PROBLEM STATEMENT -> Copy out every line of the items below that contains the string "child". Case counts.

RECORDS FOR THIS TASK ->
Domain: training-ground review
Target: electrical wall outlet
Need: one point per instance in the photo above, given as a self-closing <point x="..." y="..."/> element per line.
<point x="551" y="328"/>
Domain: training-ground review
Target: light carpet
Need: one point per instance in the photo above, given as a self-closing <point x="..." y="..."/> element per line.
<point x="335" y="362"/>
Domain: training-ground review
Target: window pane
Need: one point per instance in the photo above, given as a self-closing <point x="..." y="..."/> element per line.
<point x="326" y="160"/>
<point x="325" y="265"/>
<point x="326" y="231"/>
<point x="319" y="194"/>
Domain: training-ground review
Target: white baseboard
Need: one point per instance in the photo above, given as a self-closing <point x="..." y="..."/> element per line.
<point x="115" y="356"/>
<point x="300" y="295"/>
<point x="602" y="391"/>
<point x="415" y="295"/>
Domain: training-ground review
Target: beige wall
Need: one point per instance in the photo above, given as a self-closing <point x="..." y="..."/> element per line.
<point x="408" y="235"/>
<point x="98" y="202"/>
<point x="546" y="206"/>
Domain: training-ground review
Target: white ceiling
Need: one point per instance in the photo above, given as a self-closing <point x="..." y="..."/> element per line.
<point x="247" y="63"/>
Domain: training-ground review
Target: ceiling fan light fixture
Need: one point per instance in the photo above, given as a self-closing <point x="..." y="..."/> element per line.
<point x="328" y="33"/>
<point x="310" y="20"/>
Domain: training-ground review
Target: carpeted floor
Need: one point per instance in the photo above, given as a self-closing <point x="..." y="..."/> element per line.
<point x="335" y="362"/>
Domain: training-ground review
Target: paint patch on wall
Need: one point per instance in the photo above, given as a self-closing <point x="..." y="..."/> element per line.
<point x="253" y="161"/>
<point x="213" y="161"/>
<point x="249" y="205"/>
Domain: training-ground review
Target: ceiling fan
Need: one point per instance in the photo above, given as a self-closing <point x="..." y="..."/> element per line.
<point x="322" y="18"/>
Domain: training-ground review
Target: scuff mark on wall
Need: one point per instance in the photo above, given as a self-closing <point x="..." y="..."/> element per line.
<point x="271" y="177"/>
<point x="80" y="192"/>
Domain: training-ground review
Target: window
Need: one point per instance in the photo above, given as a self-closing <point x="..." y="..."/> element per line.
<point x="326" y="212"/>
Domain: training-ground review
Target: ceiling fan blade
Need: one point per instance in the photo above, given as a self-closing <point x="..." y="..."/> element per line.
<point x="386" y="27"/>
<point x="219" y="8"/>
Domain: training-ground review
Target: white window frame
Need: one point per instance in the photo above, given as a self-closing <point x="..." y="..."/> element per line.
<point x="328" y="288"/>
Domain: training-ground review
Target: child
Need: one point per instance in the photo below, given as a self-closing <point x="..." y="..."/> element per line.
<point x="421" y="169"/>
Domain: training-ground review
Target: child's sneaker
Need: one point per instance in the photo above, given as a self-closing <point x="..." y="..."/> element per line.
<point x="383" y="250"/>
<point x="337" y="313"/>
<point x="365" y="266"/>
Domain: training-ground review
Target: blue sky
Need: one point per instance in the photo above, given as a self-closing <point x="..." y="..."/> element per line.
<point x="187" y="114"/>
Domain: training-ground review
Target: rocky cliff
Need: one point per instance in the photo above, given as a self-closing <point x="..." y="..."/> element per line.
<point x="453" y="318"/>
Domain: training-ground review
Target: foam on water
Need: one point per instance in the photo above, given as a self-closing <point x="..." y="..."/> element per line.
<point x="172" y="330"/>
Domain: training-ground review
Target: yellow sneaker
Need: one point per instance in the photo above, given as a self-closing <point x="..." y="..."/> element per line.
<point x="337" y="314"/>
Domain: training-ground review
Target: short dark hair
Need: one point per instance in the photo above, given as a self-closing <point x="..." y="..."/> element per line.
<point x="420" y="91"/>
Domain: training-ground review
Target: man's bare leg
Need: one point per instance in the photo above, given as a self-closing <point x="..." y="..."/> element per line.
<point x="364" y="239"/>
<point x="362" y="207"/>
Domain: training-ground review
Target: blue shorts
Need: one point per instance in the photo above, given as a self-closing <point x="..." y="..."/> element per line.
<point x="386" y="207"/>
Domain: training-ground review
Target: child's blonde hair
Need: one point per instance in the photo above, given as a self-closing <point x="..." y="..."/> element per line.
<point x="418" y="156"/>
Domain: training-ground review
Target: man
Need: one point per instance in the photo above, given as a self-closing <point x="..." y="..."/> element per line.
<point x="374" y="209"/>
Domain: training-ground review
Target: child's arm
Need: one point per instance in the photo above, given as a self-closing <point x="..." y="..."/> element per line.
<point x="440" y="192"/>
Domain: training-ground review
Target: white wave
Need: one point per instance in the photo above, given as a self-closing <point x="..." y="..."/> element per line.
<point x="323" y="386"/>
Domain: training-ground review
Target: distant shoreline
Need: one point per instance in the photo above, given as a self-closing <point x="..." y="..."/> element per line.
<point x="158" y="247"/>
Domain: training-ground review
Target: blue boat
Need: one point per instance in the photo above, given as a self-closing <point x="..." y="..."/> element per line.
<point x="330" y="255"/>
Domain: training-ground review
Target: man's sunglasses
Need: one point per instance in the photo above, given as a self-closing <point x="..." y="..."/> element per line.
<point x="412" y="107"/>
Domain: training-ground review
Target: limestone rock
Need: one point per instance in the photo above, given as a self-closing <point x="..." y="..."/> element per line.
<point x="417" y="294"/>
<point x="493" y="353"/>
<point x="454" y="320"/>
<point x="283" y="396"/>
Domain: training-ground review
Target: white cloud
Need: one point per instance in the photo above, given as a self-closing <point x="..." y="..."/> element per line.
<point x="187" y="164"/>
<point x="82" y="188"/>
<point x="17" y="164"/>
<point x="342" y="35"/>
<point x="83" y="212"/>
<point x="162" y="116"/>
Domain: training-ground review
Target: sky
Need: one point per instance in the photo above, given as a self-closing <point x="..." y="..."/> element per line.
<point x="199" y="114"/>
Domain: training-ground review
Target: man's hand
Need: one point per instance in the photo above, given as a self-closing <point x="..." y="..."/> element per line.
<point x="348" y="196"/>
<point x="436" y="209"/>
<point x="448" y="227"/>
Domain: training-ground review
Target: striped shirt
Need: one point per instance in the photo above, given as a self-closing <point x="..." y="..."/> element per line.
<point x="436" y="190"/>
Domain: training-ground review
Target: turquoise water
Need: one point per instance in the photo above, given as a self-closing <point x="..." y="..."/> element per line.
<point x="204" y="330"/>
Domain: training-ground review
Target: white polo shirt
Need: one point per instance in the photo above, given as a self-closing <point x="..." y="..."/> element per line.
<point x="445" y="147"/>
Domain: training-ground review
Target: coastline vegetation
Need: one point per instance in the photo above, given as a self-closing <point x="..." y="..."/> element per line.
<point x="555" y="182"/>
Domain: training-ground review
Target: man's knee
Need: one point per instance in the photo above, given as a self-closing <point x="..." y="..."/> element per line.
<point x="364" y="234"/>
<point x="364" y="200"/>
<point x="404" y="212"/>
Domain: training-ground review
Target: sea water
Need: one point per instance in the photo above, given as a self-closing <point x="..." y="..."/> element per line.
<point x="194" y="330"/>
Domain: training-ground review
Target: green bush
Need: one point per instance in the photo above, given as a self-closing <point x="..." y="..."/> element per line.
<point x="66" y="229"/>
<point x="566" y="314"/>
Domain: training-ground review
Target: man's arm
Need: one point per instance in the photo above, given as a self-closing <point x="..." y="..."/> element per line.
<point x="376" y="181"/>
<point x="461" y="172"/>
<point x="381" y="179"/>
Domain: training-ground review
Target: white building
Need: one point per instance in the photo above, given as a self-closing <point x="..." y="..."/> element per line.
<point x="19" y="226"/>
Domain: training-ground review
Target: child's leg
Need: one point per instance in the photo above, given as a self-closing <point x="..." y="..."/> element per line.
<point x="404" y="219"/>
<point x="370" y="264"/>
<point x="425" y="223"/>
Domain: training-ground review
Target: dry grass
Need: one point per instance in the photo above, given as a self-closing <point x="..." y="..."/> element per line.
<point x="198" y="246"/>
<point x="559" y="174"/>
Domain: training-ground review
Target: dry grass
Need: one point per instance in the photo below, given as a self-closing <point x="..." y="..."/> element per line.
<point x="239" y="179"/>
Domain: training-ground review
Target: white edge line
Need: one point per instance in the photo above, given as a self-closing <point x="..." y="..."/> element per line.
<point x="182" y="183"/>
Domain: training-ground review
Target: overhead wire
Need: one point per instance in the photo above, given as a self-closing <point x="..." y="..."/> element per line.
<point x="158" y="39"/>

SOLUTION FOR THIS TASK ->
Target: child
Target: child's sneaker
Target: child's blonde hair
Target: child's arm
Target: child's leg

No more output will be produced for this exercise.